▸ **WORK REQUEST**
Among the lines below, take the one holding "Target: door glass pane", the one holding "Target: blue-gray frost", and all lines between them. Set them down exactly.
*** RECORDS SHOWN ***
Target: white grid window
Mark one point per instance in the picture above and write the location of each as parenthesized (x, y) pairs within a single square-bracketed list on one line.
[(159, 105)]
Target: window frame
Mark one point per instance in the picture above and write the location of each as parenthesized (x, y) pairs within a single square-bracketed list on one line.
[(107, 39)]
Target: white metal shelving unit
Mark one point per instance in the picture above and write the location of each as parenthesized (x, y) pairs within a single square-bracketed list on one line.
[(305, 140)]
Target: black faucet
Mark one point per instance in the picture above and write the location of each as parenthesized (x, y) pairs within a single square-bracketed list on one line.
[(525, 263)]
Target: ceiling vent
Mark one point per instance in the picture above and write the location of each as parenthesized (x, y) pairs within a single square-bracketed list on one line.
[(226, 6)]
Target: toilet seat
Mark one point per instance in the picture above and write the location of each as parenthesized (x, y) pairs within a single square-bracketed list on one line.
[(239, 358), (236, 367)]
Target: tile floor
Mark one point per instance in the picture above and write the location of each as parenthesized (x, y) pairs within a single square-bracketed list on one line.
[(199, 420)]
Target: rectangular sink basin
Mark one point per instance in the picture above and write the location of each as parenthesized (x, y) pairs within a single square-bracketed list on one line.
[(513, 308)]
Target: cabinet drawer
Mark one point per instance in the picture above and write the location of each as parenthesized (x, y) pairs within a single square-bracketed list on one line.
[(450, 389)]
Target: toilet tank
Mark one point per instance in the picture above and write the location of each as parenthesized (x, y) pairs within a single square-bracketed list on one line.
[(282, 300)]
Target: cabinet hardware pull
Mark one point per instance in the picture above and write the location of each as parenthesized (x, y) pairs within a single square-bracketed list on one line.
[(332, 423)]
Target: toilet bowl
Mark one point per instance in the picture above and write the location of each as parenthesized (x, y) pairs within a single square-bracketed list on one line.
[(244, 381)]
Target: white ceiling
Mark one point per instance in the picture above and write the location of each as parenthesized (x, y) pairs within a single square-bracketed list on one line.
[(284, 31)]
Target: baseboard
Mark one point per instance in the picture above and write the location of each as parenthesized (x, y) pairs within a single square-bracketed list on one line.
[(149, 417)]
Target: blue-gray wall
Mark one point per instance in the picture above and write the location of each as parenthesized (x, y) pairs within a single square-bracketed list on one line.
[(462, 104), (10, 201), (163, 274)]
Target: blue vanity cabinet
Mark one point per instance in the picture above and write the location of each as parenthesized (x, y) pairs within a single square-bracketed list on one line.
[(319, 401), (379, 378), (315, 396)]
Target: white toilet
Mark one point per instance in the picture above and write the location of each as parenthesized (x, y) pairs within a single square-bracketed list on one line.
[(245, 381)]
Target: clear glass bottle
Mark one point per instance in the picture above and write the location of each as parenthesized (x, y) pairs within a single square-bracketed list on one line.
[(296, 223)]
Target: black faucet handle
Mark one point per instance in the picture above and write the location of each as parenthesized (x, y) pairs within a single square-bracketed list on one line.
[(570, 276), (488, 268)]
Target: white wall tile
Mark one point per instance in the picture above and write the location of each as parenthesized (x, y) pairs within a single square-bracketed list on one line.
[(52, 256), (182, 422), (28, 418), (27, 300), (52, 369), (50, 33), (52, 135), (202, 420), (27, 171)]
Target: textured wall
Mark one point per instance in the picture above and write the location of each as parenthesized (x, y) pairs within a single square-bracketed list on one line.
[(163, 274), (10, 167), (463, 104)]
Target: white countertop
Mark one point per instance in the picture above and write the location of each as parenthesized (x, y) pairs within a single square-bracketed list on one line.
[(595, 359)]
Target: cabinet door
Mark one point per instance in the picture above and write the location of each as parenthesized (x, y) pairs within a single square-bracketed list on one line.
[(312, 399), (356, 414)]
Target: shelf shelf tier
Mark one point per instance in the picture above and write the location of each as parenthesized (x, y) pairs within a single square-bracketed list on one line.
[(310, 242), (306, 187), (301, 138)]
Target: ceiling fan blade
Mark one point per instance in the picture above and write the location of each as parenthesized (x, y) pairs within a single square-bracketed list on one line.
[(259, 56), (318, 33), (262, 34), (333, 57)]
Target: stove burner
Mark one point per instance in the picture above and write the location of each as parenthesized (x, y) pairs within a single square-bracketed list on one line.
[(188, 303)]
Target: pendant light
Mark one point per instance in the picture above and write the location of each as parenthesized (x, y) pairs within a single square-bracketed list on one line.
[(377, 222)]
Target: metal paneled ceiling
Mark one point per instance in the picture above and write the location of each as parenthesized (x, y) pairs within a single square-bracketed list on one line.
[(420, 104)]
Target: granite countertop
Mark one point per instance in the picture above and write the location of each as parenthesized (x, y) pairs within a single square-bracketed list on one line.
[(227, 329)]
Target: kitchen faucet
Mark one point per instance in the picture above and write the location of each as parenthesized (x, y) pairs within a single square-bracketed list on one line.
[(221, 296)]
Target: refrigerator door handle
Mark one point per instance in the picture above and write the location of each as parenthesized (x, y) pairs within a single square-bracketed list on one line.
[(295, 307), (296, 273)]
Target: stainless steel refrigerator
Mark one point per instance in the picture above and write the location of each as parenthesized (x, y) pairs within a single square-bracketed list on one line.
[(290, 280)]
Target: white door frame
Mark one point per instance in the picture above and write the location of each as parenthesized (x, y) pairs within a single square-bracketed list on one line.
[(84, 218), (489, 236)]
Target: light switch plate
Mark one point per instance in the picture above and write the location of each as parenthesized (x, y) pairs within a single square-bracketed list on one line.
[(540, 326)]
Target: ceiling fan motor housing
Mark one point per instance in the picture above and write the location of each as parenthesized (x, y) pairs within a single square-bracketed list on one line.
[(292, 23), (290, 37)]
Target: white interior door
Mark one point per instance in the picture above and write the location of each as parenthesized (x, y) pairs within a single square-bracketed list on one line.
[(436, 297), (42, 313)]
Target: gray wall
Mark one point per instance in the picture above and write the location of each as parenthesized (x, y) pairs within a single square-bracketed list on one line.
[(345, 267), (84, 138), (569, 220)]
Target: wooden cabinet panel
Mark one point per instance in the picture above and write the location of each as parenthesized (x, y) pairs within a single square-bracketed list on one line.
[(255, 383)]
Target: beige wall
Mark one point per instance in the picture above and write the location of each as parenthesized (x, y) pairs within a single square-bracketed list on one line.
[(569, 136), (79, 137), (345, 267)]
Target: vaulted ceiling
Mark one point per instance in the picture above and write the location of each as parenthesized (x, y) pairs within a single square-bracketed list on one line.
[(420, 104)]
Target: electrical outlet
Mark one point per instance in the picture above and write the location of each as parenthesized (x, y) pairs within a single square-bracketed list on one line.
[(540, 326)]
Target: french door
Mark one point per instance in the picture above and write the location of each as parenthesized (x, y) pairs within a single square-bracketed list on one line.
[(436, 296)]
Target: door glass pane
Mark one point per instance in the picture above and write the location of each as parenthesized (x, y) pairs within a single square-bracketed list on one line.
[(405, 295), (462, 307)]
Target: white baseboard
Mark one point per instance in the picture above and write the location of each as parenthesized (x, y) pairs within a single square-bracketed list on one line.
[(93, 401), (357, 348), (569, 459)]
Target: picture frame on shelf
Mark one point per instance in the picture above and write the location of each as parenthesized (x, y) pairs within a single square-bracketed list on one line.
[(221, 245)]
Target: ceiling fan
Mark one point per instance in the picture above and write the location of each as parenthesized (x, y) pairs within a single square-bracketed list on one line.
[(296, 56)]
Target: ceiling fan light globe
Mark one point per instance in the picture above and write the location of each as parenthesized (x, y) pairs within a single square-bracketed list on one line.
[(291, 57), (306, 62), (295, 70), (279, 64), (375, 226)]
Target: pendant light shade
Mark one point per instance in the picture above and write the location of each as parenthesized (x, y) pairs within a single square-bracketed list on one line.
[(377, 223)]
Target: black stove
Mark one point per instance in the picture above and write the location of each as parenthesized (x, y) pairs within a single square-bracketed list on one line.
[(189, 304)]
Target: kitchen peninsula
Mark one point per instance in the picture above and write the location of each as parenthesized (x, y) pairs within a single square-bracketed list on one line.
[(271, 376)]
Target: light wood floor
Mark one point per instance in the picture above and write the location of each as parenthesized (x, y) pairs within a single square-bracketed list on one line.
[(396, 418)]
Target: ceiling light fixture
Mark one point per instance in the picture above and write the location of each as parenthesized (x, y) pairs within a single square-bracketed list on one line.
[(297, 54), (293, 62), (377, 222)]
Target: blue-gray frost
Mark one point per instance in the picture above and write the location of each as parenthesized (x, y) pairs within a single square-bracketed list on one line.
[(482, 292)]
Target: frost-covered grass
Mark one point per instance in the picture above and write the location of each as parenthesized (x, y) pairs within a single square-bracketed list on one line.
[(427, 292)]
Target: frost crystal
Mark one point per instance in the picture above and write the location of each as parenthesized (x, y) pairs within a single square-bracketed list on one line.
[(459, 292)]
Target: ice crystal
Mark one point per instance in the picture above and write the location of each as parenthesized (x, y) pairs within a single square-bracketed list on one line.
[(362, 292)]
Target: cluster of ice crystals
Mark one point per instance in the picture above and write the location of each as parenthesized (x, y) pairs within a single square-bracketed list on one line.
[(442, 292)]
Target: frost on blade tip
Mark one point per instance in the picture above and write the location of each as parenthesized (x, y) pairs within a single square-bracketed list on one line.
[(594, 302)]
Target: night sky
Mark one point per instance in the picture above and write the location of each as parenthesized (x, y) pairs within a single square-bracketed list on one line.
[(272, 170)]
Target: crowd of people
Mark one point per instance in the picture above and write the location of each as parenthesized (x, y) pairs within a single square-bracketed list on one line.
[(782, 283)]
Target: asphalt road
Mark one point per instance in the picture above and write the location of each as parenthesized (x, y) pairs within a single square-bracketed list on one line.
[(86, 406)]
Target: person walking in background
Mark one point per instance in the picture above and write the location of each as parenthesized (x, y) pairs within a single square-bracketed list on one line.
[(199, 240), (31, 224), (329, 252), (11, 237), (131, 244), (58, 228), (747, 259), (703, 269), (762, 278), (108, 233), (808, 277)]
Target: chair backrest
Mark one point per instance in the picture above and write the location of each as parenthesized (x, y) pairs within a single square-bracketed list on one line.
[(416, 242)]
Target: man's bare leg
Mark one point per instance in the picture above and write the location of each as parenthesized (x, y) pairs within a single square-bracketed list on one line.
*** End of RECORDS SHOWN ***
▸ **SOLUTION TO THIS EXERCISE**
Target: door glass pane
Mark one point per instance in the picture above and write the location of each as parenthesized (x, y) pairs within a single square-bracketed list on one line.
[(405, 295), (462, 307)]
Target: white baseboard
Mark one point per instance in the picture above and write the location of each as parenthesized (x, y) pairs within a single square-bracketed list on one line.
[(93, 401), (357, 348), (569, 459)]
Target: picture frame on shelf
Mark one point per instance in the picture above and write the location of each as parenthesized (x, y) pairs within a single square-bracketed list on one line.
[(221, 245)]
Target: ceiling fan
Mark one point per instance in the picture above and write the location of each as parenthesized (x, y) pairs within a single square-bracketed list on one line.
[(296, 56)]
Target: ceiling fan light globe
Mark one point per instance in the picture above and write the location of each as parenthesized (x, y) pairs within a single square-bracketed list on one line.
[(291, 57), (306, 62), (295, 70), (279, 64), (375, 226)]
Target: pendant light shade
Mark one point per instance in the picture above and write the location of each as parenthesized (x, y) pairs within a single square-bracketed list on one line.
[(377, 223)]
Target: black stove
Mark one point per instance in the picture above and write the location of each as parenthesized (x, y) pairs within a single square-bracketed list on one line.
[(189, 304)]
Target: kitchen peninsula
Mark one point per instance in the picture above and write the location of each as parenthesized (x, y) pairs within a single square-bracketed list on one line.
[(271, 376)]
Target: light wood floor
Mark one point per instance in the picture above and write the location of each as parenthesized (x, y) pairs within a single square-bracketed list on one line.
[(396, 418)]
Target: ceiling light fixture
Mark one point per instance in the picture above and write the location of each as parenthesized (x, y) pairs within a single square-bracketed list on one line.
[(297, 54), (293, 62), (377, 222)]
Target: blue-gray frost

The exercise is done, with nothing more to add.